How about you get both?
The dichotomy is a false one. People believe they can't have both
because init systems have never been done right so far, and always
forced them to choose between one and the other. This is what
I'm aiming to change. No less.


> But one trick that the desktop vendors are doing, and I suspect
> SystemD are copying, is to "fake" a fast boot. By prioritising
> certain bits, you get the illusion of a fast boot


Yes. I have no idea how Windows does it, or how other OSes do it,
but systemd sacrifices a lot of reliability to gain a little speed
by starting services before their dependencies are ready. Start
your services before the loggers are ready to log! Who cares if
something goes wrong and you have no logs to analyze to understand
what happened?

This is definitely not what s6-rc is doing - on the contrary.
s6-rc does not cheat: when it says that a service is up, it is
really up - no stuff that keeps loading in the background,
unless the author of the service designed it so.

As I wrote one year ago at
https://forums.gentoo.org/viewtopic-t-994548-postdays-0-postorder-asc-start-25.html#7581522
you gain speed by doing two things:

- eliminating times when the processor is doing nothing
- eliminating times when the processor is doing unnecessary work

The former is what parallelism accomplishes. This is where s6-rc
wins over sysv-rc or OpenRC. (Yes, I'm aware that OpenRC has a
"rc_parallel" option. It is not reliable; it uses ugly, ugly hacks
to make it appear to work. Don't use it.)

▶ **Required actions**
1) Return, word for word, the part of the init systems text that opens with the words containing "How about you" and closes with "change. No less.".
2) Resume the text about init systems and boot speed from its last sentence, carrying on in the same voice.
The records that come next are separate material and have nothing to do with the text about init systems.

[Entries from a point annotation set]
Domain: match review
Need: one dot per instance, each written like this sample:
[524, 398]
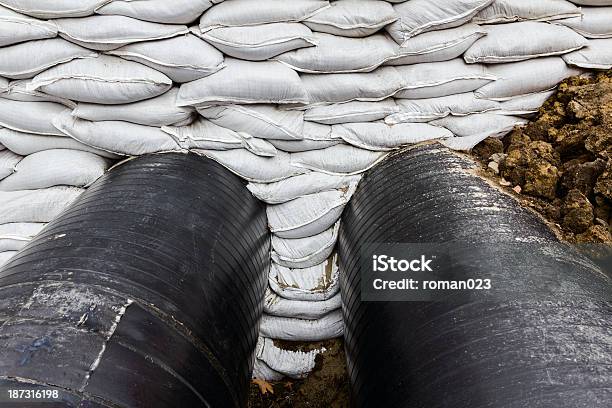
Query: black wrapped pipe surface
[526, 353]
[147, 292]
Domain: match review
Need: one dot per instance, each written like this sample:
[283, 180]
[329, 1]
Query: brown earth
[560, 164]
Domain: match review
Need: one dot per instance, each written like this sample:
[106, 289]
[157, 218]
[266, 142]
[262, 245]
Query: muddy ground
[560, 165]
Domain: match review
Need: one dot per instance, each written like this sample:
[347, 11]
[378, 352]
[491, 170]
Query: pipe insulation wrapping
[146, 292]
[546, 351]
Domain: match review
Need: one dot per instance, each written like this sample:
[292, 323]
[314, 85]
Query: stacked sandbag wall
[297, 97]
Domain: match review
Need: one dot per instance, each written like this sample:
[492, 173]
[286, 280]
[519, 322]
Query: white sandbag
[259, 42]
[522, 41]
[304, 252]
[203, 134]
[16, 28]
[299, 186]
[285, 328]
[505, 11]
[27, 59]
[158, 111]
[595, 22]
[352, 18]
[6, 256]
[8, 161]
[47, 9]
[183, 59]
[335, 54]
[245, 82]
[438, 79]
[435, 46]
[293, 364]
[340, 160]
[121, 138]
[419, 16]
[58, 167]
[350, 112]
[42, 205]
[255, 168]
[308, 215]
[377, 85]
[426, 110]
[597, 55]
[25, 144]
[110, 32]
[15, 236]
[524, 105]
[275, 305]
[259, 120]
[104, 80]
[30, 117]
[378, 136]
[18, 91]
[158, 11]
[525, 77]
[473, 129]
[238, 13]
[317, 283]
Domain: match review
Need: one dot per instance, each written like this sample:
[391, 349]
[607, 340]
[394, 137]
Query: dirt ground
[560, 165]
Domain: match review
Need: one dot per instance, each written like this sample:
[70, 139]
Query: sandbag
[238, 13]
[41, 205]
[419, 16]
[54, 9]
[299, 186]
[277, 306]
[438, 79]
[308, 215]
[595, 22]
[16, 28]
[25, 144]
[245, 82]
[158, 111]
[30, 117]
[304, 252]
[254, 168]
[105, 33]
[258, 42]
[597, 55]
[350, 112]
[377, 85]
[8, 161]
[121, 138]
[525, 77]
[381, 137]
[316, 283]
[341, 159]
[27, 59]
[522, 41]
[505, 11]
[435, 46]
[285, 328]
[57, 167]
[259, 120]
[104, 80]
[335, 54]
[183, 59]
[426, 110]
[158, 11]
[352, 18]
[14, 236]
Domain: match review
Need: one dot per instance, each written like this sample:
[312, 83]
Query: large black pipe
[147, 292]
[540, 350]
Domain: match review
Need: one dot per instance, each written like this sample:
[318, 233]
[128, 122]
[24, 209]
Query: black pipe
[146, 292]
[536, 351]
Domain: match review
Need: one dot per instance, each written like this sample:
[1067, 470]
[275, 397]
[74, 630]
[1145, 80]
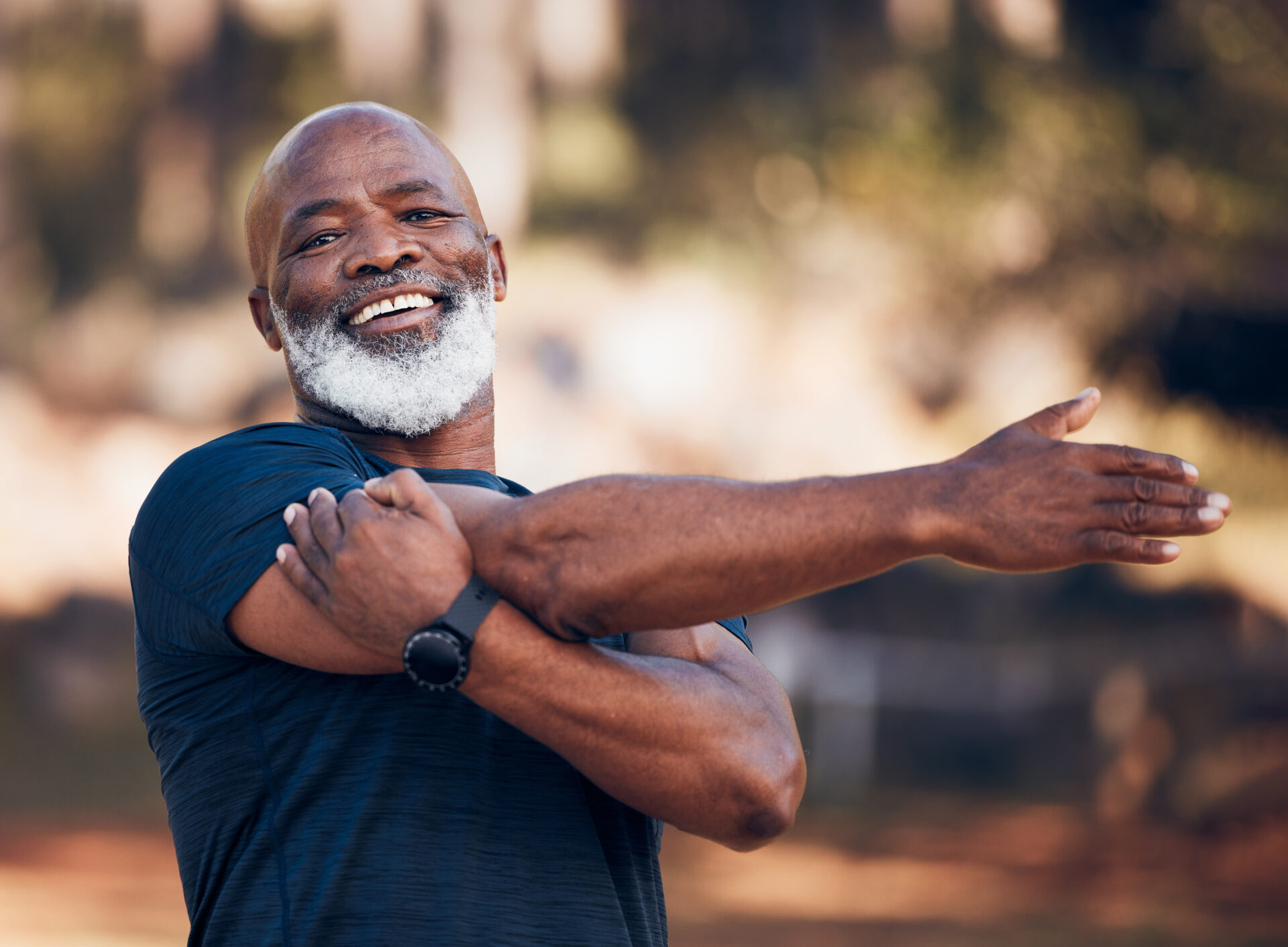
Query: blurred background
[757, 239]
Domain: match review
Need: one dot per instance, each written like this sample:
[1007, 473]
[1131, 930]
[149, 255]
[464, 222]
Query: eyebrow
[313, 209]
[403, 187]
[414, 187]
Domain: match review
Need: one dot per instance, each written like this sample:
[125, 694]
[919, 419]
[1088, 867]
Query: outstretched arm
[628, 553]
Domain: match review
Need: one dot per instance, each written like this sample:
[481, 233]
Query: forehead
[356, 160]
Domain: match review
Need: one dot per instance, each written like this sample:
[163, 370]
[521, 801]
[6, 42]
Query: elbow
[769, 803]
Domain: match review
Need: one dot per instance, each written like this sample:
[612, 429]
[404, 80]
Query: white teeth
[413, 300]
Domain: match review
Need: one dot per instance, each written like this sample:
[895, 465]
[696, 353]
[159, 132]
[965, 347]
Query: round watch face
[435, 660]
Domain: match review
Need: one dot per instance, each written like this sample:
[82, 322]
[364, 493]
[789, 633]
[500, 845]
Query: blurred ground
[934, 873]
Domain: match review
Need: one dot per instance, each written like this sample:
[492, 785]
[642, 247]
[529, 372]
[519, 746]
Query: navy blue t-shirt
[313, 808]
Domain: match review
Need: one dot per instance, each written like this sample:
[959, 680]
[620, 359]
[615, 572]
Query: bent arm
[690, 728]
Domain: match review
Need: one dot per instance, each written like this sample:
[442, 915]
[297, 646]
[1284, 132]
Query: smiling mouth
[409, 302]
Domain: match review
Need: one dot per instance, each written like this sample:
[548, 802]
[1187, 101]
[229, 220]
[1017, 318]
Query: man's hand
[378, 571]
[1024, 500]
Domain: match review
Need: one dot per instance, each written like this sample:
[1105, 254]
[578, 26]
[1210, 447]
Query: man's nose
[379, 250]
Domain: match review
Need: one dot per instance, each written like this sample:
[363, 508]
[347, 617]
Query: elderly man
[397, 699]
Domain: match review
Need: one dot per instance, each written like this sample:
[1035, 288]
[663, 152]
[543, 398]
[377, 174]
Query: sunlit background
[760, 240]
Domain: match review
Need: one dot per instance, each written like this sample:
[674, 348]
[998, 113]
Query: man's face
[379, 280]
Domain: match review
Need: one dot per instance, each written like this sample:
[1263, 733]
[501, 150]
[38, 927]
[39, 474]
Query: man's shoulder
[245, 451]
[263, 457]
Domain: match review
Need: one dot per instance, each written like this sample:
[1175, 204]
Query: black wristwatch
[438, 656]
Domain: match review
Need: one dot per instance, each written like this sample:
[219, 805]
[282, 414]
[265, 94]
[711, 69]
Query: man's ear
[500, 272]
[263, 315]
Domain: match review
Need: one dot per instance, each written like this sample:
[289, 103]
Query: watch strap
[472, 606]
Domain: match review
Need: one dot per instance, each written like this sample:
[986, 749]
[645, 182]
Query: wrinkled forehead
[351, 156]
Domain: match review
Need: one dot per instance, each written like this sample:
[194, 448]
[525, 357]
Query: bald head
[356, 145]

▶ **Responses to the tasks**
1)
How about you get both?
The dichotomy is a false one. People believe they can't have both
because init systems have never been done right so far, and always
forced them to choose between one and the other. This is what
I'm aiming to change. No less.

2)
The latter is what simplicity accomplishes. This is where s6-rc
wins over systemd - and over basically anything else than starting
your services by hand with zero overhead.


> But, if you are going to boot slowly and methodically, it helps if
> there's signs of progress.


If s6-rc is run with "-v2", it prints in real time to stderr what
it is doing. It's the equivalent of OpenRC's "ebegin" and "eend",
without the pretty-printing.
Anything more elaborated is the domain of a user interface; I'm bad
at user interfaces. But a distribution can add progress bars to
their service start scripts if it wishes, nothing prevents it from
doing so.


> There's nothing that gets people impatient
> better than something that appears to be taking a long time "doing
> nothing" !


Show them a terminal with a lot of scrolling gibberish! That should
convince them that 1. the computer is actually doing something, and
2. the uninitiated should not be questioning what it is doing or the
time it takes - they should shut up and worship! ;)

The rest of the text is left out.